EXERCISE PROMPT: Copy nothing but the lines below running from the line containing "Target: rolling cloud over ridge" through the line containing "[point] sunlit water", both end lines included.

*** RECORD SET Section Begins ***

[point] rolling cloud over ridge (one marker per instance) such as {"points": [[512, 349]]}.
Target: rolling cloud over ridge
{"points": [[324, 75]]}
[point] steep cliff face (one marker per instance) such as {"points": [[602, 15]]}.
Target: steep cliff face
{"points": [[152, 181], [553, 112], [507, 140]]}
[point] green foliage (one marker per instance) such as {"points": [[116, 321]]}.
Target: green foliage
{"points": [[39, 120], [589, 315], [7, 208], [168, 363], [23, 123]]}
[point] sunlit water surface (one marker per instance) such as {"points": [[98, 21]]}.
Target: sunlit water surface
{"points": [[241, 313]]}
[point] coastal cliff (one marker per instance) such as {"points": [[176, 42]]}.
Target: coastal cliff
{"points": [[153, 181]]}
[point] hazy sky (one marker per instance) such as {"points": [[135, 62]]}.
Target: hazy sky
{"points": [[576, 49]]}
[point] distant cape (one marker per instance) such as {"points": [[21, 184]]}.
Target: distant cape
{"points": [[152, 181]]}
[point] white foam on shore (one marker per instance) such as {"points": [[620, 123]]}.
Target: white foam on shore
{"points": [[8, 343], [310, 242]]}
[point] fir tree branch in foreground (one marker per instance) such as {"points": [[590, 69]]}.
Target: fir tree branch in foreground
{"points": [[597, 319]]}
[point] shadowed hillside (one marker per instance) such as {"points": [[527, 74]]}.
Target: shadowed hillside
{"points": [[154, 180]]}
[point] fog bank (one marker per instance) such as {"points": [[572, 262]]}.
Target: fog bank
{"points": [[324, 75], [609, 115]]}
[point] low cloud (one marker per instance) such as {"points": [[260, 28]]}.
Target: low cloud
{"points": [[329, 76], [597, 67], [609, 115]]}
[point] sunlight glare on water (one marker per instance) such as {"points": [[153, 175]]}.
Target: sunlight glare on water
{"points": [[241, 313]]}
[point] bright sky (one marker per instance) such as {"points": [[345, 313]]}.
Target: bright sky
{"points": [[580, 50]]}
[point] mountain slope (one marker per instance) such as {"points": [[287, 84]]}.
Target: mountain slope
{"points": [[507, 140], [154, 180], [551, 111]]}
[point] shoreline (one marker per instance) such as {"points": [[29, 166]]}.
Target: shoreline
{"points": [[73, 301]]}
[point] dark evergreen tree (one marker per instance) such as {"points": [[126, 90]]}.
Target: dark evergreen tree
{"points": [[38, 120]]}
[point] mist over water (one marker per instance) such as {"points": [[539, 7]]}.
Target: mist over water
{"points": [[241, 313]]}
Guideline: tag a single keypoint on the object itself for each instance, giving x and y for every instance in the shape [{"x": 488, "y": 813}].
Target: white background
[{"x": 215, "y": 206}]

*** RECORD SET Section Ends ***
*** RECORD SET Section Begins ***

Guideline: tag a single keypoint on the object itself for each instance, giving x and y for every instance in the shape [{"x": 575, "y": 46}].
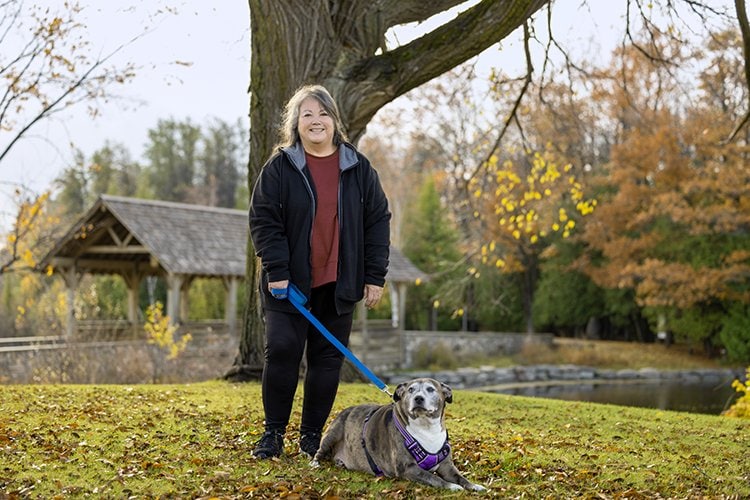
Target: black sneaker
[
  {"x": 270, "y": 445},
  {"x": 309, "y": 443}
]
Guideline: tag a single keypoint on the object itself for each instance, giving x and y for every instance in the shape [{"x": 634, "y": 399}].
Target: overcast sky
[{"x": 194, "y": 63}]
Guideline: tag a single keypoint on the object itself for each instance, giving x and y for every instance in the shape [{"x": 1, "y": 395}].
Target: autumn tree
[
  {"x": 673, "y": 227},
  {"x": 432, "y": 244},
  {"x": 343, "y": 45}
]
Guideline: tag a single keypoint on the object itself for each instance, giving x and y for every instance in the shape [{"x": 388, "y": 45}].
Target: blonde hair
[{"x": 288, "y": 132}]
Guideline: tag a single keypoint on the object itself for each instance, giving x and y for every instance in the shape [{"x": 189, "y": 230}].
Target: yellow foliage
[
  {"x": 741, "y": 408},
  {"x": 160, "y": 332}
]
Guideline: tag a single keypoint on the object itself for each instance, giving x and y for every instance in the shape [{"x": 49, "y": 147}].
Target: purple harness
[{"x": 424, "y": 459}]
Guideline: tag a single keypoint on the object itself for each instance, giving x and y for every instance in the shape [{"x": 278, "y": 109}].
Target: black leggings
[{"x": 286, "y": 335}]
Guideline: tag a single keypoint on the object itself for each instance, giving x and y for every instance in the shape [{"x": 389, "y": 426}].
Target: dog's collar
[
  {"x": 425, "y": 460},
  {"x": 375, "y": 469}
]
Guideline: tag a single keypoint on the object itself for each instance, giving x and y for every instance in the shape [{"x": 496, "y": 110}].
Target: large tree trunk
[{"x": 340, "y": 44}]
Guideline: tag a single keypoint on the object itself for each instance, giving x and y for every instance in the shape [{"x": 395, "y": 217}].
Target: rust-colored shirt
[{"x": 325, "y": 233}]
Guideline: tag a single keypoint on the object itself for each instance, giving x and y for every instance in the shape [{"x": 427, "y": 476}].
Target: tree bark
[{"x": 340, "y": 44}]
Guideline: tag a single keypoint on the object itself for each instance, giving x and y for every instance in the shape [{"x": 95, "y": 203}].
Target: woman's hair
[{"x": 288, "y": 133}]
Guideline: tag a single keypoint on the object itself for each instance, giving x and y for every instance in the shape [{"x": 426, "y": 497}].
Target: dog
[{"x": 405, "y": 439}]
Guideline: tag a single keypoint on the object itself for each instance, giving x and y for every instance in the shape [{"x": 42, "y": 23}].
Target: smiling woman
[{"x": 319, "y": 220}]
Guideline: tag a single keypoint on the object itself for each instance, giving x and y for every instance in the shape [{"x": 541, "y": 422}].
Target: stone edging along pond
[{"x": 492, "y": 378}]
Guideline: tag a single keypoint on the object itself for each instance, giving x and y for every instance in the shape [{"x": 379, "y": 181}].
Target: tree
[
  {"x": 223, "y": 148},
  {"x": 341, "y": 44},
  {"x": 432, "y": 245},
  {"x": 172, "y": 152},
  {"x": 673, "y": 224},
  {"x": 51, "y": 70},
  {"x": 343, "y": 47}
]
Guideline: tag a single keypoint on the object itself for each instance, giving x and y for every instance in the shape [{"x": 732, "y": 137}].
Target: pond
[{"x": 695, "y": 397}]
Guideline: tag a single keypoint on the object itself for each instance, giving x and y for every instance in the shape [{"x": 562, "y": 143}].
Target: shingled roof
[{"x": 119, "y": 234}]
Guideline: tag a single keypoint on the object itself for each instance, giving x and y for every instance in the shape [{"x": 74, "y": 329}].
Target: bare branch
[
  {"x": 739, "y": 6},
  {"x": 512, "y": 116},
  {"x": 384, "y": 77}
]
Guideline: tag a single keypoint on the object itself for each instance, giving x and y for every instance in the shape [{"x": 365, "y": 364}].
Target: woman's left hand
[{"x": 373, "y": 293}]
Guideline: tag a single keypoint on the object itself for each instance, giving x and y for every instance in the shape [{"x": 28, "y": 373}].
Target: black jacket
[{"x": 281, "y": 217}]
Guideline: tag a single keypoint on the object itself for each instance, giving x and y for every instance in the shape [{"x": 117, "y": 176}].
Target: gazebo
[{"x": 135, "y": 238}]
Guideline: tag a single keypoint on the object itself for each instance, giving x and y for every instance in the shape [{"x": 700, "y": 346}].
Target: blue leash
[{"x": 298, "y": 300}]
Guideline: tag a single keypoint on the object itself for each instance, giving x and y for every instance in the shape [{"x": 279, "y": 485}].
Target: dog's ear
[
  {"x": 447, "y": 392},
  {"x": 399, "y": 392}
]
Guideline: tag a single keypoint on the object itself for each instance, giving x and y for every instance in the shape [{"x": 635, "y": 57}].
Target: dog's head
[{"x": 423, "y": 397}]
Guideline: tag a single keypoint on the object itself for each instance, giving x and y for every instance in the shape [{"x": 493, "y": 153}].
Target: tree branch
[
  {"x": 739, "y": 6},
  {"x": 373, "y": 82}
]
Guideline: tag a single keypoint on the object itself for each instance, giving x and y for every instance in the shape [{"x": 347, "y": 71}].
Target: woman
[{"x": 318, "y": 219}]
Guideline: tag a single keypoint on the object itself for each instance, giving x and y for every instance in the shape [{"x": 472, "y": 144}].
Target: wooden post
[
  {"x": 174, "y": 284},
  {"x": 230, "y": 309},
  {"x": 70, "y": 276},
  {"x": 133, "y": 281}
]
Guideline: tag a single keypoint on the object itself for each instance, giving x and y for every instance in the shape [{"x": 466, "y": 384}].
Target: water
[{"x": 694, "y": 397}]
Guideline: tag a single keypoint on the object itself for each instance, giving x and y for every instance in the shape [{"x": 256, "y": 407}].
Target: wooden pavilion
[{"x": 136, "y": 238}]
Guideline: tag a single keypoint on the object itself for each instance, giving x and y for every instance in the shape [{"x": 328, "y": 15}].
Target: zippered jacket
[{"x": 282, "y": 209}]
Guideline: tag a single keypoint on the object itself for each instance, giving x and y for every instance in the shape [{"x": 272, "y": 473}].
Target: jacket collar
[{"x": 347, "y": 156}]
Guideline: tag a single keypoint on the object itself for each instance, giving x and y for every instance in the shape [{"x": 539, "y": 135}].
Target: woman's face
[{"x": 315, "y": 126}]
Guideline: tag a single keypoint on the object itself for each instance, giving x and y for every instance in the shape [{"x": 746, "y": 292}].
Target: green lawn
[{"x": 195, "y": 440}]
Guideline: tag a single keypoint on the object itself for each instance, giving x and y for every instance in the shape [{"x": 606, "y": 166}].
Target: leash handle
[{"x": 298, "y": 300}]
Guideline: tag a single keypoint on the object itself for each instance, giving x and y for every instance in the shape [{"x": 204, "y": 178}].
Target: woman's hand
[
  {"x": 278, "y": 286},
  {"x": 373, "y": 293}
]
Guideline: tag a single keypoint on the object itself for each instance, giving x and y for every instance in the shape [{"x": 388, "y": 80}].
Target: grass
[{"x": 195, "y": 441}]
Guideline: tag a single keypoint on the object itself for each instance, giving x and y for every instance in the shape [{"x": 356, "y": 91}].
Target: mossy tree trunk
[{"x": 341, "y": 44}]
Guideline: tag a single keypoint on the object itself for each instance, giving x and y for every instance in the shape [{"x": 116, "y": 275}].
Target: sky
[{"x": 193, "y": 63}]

*** RECORD SET Section Ends ***

SOLUTION FOR THIS EXERCISE:
Target: rolling cloud over ridge
{"points": [[324, 75]]}
[point] steep cliff face (one marker per instance) such as {"points": [[602, 15]]}.
Target: steep cliff face
{"points": [[152, 181], [553, 112], [507, 140]]}
[point] green foliage (one marker per instance) such as {"points": [[116, 321]]}.
Target: green foliage
{"points": [[39, 120], [589, 315], [7, 208], [168, 363], [23, 123]]}
[point] sunlit water surface (one marker per instance) such as {"points": [[98, 21]]}.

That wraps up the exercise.